■ **Record set**
______

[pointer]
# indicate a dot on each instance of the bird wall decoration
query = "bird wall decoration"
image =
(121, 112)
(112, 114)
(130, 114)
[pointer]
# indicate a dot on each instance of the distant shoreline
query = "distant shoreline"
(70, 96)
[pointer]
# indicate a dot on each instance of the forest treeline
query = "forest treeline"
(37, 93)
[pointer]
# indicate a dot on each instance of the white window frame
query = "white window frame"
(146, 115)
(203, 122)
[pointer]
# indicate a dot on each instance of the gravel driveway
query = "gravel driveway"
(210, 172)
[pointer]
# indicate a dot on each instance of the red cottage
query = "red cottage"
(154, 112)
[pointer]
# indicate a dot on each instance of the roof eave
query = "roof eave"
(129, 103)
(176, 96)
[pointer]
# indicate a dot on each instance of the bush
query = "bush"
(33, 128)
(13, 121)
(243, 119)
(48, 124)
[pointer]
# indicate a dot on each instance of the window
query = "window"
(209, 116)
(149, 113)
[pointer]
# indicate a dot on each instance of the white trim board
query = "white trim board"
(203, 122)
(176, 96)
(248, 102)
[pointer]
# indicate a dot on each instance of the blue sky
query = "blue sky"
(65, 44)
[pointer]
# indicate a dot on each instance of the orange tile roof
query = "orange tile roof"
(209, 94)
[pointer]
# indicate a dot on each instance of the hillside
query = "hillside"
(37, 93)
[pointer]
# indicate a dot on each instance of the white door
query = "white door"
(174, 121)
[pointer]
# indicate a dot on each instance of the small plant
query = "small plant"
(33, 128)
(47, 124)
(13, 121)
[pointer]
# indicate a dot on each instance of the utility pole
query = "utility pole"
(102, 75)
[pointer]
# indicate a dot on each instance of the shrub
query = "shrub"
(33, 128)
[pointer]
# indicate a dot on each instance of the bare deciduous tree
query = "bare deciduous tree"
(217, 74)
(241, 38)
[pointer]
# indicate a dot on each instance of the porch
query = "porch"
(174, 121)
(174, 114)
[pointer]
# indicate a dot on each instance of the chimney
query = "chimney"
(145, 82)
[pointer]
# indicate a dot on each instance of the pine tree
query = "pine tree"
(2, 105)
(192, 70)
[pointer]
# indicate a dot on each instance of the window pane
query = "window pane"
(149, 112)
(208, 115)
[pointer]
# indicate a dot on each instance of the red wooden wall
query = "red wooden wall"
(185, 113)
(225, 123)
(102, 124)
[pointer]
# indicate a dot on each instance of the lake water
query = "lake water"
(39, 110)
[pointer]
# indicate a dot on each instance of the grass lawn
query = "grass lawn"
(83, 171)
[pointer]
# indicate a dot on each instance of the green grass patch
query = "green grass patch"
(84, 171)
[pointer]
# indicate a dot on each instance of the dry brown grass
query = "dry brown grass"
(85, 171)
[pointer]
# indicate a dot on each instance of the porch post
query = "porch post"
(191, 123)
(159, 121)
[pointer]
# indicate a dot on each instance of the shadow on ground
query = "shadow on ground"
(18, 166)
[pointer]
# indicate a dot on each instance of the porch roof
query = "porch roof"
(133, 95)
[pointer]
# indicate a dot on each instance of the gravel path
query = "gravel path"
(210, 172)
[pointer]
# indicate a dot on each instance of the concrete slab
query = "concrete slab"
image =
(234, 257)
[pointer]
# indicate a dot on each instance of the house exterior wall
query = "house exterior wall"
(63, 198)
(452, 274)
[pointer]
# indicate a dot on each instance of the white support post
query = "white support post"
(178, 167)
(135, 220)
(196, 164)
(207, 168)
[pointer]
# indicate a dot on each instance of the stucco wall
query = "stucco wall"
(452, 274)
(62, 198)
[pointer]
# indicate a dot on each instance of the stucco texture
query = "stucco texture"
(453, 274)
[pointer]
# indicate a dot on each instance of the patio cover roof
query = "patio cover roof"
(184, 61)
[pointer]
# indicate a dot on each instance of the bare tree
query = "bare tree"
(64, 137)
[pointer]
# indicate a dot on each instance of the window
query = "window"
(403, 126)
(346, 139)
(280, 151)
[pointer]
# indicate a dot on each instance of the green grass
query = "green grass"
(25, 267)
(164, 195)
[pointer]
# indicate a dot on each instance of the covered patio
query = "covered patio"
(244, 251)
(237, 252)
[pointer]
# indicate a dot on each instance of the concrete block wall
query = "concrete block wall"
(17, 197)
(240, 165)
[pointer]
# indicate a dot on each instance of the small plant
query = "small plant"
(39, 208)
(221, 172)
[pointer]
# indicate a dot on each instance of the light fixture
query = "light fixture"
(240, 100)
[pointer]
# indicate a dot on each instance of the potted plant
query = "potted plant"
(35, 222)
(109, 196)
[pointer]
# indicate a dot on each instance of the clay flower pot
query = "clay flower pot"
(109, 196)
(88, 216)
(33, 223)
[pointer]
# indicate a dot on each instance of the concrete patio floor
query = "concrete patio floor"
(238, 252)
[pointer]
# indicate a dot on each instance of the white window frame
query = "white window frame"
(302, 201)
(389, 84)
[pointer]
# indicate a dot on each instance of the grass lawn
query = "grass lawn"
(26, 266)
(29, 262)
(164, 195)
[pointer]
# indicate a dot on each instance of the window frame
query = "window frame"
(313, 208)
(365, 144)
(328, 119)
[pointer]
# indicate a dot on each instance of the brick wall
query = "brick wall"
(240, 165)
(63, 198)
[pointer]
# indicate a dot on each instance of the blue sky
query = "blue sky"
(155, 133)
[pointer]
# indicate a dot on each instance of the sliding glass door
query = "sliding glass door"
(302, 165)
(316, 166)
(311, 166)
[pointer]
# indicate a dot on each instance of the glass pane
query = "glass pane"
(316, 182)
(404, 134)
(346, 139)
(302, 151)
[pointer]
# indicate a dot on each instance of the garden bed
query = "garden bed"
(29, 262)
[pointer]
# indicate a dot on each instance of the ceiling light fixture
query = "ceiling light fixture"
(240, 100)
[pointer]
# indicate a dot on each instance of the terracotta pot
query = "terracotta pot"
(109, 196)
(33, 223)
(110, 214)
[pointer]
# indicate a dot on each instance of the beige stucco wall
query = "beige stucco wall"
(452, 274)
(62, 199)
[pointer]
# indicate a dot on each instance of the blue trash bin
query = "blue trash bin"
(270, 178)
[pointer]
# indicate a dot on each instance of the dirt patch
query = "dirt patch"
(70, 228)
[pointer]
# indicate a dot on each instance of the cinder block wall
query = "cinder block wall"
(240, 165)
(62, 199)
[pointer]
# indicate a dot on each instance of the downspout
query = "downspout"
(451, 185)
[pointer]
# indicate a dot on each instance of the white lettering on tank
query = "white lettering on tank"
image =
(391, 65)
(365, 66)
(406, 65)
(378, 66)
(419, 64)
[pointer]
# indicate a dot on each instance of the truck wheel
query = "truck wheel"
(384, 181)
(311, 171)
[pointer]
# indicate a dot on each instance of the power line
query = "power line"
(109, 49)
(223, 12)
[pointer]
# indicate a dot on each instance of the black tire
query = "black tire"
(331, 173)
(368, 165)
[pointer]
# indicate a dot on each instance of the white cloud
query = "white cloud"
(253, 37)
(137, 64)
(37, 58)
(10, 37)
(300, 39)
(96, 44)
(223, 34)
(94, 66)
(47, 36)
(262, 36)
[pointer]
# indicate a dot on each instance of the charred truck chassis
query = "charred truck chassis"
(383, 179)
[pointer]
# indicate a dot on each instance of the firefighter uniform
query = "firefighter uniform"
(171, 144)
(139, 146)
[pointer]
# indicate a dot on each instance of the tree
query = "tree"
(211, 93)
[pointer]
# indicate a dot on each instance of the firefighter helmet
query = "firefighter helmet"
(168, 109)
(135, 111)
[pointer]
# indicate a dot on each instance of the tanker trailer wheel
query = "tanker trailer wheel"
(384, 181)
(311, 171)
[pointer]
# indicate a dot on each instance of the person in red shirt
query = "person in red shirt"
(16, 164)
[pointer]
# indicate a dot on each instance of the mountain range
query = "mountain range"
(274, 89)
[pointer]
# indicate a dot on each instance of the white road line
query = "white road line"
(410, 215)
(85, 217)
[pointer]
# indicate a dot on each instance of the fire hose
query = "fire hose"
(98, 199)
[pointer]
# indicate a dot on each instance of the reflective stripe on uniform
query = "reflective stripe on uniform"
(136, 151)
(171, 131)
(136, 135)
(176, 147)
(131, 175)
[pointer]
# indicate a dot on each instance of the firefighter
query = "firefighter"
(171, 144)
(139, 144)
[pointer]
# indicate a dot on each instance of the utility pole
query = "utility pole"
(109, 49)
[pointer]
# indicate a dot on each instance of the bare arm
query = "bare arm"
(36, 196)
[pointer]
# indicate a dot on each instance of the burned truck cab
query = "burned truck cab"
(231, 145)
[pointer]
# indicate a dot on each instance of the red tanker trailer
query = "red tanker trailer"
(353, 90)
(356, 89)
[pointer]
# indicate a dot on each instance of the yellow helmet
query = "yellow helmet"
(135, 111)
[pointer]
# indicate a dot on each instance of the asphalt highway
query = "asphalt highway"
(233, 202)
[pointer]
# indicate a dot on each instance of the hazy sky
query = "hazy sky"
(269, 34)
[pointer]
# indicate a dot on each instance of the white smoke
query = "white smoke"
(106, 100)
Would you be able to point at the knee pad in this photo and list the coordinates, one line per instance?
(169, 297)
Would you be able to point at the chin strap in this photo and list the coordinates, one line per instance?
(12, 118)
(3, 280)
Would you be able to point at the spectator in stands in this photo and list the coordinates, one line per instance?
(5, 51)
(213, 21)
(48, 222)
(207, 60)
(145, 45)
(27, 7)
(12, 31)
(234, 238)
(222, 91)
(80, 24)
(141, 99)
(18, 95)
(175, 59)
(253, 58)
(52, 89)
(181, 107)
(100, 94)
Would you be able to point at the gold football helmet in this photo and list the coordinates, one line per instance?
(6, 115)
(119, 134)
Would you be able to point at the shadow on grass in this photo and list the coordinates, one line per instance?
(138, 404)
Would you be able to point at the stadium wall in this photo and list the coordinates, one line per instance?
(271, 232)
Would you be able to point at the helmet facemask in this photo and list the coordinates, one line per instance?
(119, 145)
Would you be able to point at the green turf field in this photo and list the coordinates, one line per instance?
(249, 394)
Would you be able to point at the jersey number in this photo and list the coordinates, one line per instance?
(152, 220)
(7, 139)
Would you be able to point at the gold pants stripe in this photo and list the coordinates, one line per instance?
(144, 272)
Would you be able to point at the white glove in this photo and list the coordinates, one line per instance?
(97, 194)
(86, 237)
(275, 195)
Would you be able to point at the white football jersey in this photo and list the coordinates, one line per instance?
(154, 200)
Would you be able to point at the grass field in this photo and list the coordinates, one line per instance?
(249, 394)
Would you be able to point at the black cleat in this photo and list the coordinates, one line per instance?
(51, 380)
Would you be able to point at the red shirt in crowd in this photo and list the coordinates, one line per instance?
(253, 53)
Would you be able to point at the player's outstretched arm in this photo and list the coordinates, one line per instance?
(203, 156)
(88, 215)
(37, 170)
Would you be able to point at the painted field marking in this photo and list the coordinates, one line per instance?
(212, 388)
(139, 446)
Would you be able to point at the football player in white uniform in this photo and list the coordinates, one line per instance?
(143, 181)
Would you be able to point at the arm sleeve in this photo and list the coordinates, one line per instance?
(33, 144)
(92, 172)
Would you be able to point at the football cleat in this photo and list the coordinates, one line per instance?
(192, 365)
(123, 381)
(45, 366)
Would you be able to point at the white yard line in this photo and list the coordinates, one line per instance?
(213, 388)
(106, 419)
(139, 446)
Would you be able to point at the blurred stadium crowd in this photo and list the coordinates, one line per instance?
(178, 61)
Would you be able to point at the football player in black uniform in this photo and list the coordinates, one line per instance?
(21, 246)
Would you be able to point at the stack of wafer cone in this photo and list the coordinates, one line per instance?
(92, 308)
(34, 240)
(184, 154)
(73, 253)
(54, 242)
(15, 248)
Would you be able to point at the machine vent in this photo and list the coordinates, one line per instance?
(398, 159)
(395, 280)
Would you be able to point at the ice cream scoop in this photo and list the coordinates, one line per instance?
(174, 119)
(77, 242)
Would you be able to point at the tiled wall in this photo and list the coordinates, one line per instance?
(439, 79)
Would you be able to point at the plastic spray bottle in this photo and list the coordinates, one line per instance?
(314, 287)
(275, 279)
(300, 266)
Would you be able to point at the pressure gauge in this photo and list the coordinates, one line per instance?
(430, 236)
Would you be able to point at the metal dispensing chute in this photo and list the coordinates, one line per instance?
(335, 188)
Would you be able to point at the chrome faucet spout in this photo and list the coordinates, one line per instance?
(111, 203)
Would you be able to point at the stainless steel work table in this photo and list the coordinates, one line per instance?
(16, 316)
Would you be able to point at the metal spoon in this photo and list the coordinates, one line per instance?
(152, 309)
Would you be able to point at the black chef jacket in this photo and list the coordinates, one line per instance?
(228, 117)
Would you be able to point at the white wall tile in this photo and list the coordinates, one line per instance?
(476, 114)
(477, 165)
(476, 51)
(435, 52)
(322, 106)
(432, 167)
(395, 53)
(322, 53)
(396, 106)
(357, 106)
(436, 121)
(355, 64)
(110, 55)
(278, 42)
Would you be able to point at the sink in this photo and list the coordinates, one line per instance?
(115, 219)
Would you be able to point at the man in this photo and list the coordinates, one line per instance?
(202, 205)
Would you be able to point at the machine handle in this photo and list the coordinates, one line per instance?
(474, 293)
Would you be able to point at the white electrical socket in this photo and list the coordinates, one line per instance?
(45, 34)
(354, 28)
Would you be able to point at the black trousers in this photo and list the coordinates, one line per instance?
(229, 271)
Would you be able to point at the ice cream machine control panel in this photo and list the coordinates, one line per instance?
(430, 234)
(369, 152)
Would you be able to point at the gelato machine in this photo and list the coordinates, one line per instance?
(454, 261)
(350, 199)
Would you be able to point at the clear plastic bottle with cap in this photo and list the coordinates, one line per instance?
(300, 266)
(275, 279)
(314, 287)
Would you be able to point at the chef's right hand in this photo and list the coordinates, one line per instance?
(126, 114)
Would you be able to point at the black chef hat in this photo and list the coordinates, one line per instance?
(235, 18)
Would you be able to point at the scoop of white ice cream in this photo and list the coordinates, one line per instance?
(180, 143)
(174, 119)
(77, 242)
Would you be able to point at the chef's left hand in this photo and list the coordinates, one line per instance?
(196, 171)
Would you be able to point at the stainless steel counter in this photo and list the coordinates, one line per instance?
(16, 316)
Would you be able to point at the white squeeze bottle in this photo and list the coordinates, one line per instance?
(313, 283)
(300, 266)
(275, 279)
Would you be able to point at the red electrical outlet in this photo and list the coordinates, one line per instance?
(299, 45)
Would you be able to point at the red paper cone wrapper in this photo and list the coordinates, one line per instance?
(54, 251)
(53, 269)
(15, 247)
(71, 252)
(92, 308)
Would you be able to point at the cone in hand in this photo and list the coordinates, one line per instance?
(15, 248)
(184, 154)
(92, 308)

______

Filter the preceding entries down to the lines with "slab".

# indicate a dot on each instance of the concrete slab
query = "concrete slab"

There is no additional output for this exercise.